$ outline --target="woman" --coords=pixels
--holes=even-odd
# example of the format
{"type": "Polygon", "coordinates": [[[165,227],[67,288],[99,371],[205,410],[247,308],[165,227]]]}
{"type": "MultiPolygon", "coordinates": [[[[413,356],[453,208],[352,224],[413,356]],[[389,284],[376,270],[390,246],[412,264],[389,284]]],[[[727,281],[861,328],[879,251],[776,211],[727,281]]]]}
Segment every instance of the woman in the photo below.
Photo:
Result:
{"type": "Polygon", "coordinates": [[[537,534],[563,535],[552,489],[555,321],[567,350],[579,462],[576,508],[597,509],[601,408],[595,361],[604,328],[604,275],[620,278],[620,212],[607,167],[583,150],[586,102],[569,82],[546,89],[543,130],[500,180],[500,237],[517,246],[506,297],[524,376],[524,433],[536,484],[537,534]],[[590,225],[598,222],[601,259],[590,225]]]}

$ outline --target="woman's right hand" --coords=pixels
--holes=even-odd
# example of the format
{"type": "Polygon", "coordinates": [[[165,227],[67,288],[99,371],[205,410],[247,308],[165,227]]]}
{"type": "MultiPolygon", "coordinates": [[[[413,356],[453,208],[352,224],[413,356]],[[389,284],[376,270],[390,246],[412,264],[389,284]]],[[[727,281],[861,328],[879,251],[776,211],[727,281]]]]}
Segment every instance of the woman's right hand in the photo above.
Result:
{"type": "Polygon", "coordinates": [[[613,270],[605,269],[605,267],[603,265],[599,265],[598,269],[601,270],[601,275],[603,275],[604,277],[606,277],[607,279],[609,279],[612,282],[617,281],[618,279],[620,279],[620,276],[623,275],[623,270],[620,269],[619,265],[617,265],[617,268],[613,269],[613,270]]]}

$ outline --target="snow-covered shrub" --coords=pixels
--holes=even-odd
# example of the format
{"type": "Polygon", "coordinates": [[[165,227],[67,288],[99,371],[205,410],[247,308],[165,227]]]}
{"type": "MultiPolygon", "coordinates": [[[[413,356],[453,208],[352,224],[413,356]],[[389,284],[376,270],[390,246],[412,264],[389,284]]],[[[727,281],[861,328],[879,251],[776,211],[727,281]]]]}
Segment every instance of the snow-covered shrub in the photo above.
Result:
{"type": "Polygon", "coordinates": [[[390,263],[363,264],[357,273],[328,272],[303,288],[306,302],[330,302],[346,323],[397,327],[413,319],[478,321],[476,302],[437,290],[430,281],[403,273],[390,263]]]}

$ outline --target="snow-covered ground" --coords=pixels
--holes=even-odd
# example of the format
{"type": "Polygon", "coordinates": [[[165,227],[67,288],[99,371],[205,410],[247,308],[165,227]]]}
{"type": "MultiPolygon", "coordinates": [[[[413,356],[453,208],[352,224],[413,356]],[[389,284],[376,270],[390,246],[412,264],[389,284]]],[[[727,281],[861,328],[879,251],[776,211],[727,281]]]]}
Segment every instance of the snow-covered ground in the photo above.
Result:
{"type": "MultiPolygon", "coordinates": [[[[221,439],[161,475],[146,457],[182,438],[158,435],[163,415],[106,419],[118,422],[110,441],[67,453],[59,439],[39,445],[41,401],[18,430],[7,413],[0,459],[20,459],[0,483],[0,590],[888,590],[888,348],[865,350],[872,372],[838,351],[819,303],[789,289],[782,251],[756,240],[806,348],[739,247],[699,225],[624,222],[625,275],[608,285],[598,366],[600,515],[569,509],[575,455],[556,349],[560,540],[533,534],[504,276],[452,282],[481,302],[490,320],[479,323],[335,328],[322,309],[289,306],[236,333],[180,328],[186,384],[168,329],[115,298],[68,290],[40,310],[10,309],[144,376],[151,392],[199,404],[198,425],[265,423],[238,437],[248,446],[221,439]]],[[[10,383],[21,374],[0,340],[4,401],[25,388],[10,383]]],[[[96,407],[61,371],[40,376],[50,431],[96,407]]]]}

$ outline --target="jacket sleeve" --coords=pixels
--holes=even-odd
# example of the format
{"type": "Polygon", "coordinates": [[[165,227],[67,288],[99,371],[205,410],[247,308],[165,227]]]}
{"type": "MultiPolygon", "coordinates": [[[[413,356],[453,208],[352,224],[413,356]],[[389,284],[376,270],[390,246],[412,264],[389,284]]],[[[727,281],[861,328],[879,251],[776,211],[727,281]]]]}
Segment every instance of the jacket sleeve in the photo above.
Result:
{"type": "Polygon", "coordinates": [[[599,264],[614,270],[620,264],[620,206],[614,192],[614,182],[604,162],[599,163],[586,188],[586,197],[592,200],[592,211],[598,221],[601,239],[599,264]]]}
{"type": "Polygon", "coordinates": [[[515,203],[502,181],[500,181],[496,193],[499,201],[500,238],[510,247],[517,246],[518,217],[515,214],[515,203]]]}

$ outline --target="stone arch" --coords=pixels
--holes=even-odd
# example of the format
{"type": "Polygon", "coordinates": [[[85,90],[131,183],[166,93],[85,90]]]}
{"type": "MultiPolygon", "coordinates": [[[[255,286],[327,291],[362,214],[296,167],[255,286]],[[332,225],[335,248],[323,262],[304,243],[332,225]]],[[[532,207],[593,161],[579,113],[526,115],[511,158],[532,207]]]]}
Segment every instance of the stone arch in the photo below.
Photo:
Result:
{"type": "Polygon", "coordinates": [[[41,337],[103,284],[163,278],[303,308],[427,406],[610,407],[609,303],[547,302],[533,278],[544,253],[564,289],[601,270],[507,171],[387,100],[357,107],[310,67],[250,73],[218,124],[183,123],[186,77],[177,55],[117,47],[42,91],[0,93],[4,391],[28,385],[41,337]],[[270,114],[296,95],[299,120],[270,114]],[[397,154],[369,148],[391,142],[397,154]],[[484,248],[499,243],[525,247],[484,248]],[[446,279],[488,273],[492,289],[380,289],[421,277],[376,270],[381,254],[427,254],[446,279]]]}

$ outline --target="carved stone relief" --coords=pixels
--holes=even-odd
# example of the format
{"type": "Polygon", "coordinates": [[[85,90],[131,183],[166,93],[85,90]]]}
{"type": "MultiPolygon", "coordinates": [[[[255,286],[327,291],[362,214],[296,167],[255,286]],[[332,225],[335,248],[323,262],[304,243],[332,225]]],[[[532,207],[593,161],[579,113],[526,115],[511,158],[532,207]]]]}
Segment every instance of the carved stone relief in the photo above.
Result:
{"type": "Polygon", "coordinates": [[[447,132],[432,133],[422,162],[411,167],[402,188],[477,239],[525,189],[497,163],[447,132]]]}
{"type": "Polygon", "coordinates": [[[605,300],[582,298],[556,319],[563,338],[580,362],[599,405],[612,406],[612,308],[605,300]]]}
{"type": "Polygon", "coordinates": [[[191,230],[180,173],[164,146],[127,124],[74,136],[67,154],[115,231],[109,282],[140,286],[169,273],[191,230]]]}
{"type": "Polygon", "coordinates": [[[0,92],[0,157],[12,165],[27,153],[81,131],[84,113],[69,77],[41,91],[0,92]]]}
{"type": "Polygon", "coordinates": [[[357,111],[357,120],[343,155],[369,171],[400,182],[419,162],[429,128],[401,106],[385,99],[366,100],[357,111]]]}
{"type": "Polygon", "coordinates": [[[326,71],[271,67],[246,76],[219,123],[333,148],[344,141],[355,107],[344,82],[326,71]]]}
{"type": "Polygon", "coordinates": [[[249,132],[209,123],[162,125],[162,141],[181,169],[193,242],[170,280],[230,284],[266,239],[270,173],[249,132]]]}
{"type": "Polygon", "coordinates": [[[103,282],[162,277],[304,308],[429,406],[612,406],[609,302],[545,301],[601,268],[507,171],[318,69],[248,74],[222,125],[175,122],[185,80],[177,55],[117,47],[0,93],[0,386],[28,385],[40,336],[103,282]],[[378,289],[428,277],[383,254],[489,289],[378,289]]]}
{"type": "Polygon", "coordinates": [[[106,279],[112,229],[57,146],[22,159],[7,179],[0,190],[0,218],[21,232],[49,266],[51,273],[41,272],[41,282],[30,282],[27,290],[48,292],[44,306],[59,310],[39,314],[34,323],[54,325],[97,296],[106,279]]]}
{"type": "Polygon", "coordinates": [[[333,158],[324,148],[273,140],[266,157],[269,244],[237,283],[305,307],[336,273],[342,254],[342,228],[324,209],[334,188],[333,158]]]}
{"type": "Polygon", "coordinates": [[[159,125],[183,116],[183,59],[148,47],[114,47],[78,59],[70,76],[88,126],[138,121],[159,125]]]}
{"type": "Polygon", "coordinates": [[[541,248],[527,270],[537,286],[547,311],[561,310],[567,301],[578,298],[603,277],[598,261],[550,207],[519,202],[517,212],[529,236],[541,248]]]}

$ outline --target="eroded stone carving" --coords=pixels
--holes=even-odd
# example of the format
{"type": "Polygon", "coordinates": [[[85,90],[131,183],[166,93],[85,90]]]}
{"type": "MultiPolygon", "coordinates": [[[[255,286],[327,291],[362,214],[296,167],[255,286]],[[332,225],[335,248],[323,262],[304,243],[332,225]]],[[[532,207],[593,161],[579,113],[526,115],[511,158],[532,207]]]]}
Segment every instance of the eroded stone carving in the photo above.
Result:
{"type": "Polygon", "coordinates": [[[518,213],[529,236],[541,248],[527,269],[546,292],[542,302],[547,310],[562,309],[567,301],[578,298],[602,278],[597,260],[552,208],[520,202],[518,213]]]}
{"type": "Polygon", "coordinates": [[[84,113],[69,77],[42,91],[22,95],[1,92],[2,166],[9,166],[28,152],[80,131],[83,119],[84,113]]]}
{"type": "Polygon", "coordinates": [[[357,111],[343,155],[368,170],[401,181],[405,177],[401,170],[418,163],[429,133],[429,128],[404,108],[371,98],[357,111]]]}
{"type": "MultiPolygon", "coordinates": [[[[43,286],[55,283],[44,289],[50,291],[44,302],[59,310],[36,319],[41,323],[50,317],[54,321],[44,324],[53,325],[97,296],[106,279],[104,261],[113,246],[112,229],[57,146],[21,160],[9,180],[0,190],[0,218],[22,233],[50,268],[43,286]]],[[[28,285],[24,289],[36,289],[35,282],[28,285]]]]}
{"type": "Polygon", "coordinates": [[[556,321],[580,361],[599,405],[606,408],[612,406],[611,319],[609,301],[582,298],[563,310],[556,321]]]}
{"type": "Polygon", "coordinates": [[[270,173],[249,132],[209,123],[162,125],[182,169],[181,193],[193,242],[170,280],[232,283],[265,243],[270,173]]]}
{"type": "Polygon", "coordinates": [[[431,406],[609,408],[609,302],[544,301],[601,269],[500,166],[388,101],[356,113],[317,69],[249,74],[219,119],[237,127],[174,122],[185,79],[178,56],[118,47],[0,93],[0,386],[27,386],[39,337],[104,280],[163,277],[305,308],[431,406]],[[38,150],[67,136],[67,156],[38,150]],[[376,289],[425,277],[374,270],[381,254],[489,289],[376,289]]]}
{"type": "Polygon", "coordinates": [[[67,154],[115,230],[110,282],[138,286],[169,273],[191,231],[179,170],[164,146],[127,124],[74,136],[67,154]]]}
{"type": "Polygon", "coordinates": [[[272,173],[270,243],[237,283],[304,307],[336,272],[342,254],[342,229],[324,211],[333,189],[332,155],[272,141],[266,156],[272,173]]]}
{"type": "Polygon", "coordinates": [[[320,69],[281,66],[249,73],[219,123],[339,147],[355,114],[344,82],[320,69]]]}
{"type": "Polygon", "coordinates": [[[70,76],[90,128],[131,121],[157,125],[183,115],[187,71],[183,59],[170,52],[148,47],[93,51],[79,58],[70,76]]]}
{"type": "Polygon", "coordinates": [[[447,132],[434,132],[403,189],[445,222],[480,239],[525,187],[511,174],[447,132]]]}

**TASK TO COMPLETE**
For each line of the data that includes the word "woman", return a copy of it.

**RESPONSE BOX**
$ outline --target="woman" --coords=pixels
Segment every instance of the woman in the photo below.
$ outline --target="woman's right hand" --coords=pixels
Segment every instance of the woman's right hand in the photo above.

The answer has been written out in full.